- [WORK REQUIRED]: Wherever a line in the data holds the word "below", pull that line out.

Start of RECORDS

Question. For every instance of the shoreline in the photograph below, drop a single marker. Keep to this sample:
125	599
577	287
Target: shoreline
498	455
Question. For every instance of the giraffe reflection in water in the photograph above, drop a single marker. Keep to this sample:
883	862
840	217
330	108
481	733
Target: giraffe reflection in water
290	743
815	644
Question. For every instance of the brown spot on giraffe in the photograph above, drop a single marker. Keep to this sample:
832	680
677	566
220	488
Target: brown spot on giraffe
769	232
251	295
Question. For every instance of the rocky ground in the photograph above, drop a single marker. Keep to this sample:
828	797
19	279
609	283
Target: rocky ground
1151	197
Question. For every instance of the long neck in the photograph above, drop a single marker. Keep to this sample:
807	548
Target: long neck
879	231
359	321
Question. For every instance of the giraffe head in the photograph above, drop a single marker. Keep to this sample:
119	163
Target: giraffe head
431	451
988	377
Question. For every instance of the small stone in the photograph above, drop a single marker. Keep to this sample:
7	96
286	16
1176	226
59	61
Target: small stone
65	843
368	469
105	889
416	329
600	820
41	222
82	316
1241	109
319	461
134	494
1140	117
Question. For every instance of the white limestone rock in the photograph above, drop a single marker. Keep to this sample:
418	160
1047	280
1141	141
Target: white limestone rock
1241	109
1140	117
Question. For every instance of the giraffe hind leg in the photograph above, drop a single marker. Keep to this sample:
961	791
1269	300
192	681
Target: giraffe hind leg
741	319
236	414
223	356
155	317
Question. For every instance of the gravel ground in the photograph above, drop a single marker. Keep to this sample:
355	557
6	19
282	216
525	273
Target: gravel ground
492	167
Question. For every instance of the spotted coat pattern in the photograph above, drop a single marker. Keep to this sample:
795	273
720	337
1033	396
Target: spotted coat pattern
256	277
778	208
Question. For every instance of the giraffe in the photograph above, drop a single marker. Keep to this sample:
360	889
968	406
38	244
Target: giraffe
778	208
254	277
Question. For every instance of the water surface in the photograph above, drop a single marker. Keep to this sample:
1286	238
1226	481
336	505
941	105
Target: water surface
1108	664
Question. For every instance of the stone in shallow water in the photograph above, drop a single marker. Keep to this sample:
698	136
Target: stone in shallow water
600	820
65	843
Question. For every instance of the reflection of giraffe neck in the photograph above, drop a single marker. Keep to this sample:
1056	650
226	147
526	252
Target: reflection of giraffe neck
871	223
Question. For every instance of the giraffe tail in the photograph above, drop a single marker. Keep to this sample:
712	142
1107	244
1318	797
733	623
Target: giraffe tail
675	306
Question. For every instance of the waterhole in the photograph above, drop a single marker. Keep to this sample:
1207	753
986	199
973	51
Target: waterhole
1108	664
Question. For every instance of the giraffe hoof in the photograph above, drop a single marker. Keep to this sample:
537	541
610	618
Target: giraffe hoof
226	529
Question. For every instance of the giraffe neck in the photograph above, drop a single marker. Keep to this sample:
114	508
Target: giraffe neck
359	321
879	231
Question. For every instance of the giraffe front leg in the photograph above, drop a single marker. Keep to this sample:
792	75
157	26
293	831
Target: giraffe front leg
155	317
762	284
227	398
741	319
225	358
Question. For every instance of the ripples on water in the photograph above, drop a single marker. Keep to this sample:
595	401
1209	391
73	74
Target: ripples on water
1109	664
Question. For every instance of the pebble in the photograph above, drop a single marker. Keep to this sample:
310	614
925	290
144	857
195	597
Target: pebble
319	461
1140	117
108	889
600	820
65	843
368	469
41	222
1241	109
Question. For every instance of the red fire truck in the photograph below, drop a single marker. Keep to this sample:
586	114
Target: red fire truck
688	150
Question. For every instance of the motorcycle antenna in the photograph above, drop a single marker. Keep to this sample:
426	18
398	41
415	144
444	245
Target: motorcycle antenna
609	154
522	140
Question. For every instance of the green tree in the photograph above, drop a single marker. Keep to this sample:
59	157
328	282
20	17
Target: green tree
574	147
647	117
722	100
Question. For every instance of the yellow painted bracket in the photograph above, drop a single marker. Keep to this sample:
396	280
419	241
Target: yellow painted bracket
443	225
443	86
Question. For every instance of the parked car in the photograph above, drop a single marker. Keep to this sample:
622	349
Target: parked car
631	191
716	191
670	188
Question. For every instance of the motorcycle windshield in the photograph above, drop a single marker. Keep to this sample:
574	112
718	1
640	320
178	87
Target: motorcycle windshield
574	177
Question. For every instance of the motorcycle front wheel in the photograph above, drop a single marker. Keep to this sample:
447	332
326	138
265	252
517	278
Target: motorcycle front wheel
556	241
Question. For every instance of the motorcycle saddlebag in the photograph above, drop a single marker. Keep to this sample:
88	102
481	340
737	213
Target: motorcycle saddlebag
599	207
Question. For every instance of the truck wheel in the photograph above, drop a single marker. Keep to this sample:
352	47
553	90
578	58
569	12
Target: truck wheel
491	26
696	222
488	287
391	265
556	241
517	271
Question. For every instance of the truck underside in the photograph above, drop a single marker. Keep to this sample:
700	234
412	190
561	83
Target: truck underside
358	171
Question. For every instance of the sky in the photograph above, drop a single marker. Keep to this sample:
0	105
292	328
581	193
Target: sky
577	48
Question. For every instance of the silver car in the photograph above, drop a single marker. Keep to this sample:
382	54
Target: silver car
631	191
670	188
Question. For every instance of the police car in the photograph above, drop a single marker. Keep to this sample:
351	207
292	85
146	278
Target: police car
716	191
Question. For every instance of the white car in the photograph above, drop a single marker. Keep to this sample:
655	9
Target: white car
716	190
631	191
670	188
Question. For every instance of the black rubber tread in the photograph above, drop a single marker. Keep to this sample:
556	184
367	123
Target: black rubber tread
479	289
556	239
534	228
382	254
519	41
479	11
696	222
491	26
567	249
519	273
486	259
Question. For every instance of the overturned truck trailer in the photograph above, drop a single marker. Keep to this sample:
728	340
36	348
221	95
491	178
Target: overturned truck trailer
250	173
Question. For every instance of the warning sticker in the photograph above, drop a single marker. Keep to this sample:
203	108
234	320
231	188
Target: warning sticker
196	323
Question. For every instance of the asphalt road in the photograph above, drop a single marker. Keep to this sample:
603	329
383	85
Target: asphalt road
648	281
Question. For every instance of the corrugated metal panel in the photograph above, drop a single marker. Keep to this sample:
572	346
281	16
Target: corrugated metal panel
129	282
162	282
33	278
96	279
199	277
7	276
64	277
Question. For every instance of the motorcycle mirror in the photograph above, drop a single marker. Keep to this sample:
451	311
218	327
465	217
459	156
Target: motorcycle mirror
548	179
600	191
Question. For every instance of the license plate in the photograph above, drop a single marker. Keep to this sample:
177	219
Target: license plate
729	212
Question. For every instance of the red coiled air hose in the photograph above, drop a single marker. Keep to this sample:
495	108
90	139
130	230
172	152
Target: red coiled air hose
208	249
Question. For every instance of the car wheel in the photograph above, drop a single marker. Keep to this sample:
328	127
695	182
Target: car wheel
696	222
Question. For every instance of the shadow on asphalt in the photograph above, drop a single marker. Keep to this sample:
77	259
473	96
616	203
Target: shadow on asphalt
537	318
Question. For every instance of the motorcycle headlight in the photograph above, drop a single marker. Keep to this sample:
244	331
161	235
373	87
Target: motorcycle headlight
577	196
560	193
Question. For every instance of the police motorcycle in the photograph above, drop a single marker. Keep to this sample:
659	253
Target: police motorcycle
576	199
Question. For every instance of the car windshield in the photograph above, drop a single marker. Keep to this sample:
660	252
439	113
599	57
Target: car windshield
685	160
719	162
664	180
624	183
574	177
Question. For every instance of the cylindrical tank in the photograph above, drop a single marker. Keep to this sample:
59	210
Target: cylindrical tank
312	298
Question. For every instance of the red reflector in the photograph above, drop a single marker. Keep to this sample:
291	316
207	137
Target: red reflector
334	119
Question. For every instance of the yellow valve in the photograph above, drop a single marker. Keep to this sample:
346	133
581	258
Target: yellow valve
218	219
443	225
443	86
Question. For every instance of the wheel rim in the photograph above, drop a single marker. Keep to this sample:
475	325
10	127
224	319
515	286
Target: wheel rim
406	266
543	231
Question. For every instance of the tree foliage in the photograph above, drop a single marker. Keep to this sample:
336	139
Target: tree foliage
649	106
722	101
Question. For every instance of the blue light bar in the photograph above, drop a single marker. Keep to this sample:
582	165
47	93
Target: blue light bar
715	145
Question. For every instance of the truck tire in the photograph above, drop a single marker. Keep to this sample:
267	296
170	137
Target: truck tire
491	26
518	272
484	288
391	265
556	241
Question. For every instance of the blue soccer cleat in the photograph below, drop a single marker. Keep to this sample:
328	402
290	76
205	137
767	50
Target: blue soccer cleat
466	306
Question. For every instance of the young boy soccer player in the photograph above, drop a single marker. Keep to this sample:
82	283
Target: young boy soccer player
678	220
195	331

End of RECORDS

- [ANSWER FOR THE TASK]:
Question. For every instance of the shoreline in the photograph below, drop a single marker. Keep to this sample:
Question. For every instance of the red fire truck in the photograph below, drop a single marker. Keep to this sample:
Question. For every instance of the blue soccer cleat in the photograph below, drop a single marker. Keep to this sample:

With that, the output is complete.